What to do
Pull out the stretch of the records below from their start through the line containing "point(673, 655)", and reproduce those lines verbatim.

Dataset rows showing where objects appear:
— start —

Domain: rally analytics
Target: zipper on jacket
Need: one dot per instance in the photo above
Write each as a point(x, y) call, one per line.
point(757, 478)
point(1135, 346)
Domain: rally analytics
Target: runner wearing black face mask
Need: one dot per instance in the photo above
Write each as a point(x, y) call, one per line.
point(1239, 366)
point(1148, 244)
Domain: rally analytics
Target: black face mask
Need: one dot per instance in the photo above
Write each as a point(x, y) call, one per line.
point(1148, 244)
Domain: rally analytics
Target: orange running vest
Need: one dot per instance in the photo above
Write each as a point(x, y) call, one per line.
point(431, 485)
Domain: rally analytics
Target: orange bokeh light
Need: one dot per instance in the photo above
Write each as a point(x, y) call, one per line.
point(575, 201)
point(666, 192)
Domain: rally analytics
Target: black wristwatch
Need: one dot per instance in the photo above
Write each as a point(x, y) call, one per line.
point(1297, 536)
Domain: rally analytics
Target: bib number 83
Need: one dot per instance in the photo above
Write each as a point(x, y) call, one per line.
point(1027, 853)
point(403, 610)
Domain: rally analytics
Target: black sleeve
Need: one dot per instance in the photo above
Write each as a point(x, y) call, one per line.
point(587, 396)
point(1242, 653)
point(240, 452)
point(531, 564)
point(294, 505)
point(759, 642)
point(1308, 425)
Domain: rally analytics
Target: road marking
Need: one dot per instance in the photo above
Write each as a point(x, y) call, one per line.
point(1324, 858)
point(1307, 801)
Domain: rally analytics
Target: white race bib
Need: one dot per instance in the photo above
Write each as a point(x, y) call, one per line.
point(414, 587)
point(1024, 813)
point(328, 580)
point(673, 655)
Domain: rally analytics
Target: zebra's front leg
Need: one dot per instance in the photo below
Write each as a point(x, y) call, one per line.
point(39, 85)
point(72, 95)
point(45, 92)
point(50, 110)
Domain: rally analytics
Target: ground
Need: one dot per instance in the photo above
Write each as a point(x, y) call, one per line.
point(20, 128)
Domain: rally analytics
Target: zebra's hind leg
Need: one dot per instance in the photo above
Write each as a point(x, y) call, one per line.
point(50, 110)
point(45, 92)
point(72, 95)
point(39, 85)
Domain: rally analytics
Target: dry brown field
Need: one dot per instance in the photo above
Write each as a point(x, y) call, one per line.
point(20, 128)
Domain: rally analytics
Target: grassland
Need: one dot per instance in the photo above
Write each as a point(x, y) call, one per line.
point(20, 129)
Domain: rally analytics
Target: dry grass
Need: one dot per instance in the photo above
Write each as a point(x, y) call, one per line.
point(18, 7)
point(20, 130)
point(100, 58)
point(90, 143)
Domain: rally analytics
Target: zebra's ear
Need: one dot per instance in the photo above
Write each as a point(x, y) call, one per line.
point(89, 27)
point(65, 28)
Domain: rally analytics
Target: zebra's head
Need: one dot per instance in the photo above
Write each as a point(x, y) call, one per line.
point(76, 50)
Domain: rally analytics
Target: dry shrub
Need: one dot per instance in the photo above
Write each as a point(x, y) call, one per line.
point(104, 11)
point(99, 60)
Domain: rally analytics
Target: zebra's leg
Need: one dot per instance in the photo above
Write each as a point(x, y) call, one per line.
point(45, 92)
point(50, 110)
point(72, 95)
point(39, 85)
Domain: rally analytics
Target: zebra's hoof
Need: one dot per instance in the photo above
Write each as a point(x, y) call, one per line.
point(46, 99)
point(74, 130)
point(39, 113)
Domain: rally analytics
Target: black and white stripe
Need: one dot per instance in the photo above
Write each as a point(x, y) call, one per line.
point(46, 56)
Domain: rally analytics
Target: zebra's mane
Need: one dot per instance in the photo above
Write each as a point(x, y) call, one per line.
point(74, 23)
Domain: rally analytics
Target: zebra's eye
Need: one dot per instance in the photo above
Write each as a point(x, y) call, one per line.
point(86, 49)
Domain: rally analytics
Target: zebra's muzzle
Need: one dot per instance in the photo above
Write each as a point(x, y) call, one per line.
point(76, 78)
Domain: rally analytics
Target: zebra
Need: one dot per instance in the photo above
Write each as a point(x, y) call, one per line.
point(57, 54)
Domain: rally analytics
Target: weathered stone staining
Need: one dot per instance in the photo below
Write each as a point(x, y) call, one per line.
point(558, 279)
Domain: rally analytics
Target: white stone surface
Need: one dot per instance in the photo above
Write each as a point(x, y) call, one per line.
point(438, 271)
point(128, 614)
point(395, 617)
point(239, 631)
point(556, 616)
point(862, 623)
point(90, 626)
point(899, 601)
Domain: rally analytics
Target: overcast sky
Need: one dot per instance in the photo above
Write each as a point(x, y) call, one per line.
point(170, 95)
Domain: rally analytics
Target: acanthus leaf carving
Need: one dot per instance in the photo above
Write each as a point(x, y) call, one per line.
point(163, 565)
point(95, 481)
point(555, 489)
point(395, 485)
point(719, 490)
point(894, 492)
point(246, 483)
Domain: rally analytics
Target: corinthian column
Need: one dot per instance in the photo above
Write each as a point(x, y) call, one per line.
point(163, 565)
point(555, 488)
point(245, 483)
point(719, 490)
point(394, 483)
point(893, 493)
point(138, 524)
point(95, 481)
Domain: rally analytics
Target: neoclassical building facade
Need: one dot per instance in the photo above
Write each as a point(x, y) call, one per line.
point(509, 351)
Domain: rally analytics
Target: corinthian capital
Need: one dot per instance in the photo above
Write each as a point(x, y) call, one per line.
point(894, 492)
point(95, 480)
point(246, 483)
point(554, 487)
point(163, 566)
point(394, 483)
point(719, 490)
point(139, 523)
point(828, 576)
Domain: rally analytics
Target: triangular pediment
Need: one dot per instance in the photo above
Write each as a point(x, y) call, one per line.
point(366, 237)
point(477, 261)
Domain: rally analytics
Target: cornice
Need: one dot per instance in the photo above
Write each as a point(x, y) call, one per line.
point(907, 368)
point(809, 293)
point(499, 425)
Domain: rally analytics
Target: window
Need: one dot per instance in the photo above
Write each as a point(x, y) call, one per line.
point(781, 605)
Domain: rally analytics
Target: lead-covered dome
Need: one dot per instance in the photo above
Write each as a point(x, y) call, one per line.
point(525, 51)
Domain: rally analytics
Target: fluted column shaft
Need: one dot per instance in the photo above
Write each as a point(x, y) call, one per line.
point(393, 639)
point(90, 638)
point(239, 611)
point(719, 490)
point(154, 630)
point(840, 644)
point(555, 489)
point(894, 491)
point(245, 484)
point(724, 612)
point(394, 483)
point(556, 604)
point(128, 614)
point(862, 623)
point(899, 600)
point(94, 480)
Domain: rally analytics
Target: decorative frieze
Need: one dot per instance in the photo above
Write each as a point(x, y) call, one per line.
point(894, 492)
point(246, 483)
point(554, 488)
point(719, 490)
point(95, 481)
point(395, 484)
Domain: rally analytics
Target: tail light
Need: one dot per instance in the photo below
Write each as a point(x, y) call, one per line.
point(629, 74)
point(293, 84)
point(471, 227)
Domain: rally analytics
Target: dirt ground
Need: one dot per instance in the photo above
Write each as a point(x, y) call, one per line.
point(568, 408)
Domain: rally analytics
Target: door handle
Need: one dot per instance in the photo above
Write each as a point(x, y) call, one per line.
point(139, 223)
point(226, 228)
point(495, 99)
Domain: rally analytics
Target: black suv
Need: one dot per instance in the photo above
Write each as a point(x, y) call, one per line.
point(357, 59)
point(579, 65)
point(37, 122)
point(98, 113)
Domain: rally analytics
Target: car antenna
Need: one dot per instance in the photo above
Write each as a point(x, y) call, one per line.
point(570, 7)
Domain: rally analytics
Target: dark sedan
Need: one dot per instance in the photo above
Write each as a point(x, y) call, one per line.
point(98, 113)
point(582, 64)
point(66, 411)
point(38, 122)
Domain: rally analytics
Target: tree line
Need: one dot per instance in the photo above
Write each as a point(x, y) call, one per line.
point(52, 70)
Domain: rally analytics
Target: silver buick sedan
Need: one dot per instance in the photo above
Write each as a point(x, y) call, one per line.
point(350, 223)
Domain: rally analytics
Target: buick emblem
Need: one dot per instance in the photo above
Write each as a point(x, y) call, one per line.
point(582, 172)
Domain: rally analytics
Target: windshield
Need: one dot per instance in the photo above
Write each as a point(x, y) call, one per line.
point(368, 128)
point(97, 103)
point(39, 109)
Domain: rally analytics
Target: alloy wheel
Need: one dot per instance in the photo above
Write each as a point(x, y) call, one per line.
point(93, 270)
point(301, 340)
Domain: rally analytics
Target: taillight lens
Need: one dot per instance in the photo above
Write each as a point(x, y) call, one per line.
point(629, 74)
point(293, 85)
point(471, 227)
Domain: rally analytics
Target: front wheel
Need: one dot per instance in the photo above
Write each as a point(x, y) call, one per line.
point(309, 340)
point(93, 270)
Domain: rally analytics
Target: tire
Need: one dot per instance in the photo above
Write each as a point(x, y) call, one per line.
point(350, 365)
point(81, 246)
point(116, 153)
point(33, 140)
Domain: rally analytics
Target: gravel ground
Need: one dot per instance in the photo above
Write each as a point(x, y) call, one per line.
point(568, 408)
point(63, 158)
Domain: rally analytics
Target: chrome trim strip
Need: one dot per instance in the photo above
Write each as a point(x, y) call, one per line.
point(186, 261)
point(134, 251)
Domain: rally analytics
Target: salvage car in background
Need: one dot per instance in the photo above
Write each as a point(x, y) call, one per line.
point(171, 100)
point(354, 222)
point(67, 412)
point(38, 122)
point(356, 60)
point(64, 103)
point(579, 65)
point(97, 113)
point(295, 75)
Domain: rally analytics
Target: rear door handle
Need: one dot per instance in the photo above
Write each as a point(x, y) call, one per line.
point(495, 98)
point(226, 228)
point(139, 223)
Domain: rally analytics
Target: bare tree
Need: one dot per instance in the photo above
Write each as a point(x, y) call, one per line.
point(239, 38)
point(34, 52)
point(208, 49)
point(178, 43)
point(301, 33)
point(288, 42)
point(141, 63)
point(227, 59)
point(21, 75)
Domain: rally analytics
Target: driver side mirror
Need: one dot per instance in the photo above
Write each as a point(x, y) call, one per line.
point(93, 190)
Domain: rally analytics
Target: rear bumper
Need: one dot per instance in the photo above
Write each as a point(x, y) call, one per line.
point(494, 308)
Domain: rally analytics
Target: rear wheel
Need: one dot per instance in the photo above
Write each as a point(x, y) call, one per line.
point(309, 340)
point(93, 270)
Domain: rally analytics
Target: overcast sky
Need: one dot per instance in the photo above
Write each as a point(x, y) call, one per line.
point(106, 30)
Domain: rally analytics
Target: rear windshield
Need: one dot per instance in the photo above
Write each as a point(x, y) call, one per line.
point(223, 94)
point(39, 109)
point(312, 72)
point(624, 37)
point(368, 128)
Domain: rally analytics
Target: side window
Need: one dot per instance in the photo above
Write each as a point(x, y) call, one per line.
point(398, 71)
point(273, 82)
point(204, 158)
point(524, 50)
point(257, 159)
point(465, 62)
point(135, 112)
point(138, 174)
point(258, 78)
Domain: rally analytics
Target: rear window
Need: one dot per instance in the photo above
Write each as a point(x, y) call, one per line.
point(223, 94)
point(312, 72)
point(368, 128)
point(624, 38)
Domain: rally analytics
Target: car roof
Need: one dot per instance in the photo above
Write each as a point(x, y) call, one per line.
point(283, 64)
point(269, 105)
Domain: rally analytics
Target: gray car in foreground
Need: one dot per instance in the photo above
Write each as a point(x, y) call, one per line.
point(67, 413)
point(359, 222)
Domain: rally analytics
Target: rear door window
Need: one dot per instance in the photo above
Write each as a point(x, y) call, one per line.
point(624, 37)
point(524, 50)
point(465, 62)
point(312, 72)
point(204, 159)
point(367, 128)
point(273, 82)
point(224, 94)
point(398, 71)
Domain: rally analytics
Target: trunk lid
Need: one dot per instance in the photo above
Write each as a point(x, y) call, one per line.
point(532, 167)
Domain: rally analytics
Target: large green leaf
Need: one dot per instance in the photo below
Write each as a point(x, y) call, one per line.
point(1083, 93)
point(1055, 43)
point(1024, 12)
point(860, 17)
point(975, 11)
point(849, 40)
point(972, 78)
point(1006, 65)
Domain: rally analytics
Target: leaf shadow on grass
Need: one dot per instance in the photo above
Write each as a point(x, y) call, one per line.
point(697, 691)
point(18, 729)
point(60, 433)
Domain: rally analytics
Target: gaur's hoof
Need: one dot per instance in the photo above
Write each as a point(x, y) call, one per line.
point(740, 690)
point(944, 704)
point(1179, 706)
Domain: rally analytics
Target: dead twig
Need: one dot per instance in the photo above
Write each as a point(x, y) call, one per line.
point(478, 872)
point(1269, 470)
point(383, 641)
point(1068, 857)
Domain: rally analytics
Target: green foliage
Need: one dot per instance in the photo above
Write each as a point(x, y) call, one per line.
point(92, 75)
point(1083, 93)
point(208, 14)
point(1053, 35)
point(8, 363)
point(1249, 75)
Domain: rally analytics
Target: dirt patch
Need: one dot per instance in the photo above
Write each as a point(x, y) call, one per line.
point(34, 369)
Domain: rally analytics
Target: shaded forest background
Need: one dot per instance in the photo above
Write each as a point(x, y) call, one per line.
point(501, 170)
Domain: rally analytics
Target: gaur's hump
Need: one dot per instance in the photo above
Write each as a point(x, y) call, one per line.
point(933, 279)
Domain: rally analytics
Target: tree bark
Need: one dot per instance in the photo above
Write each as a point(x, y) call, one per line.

— end —

Task answer
Domain: rally analytics
Target: zipper on jacket
Need: one dot per instance in the photo above
Write each as a point(x, y) call, one per line.
point(757, 478)
point(1135, 346)
Domain: rally analytics
Target: runner wearing black face mask
Need: one dot per instance in the photo above
Write each as a point(x, y) call, one per line.
point(1239, 366)
point(1148, 244)
Domain: rally analytics
Target: black face mask
Need: one dot per instance in the photo above
Write each as a point(x, y) call, one per line.
point(1148, 244)
Domain: rally analytics
Target: orange running vest
Need: one dot per instance in the photo above
Write each as a point(x, y) call, one per line.
point(431, 485)
Domain: rally analytics
Target: orange bokeh light
Need: one dot per instance in the photo above
Write each as a point(x, y) call, one per line.
point(575, 201)
point(666, 192)
Domain: rally analytics
Target: black wristwatch
Need: one dot per instance in the photo above
Write each as a point(x, y) call, one per line.
point(1297, 536)
Domain: rally analytics
Target: bib number 83
Need: one dot per instance in the photo above
Write each as a point(x, y) call, one per line.
point(1027, 853)
point(403, 610)
Domain: rally analytics
Target: black sleeve
Need: one dot per instance in the photo above
Write each as a point(x, y) call, one per line.
point(587, 396)
point(1242, 653)
point(240, 452)
point(531, 564)
point(294, 505)
point(759, 642)
point(1308, 425)
Domain: rally analytics
Target: road marking
Need: one dot per instance in the photo above
Write each as a point(x, y) call, one per line.
point(1324, 858)
point(1307, 801)
Domain: rally analytics
Target: white race bib
Need: one dot per instance in the photo above
Write each as a point(x, y) call, one per line.
point(414, 587)
point(1024, 813)
point(328, 580)
point(673, 655)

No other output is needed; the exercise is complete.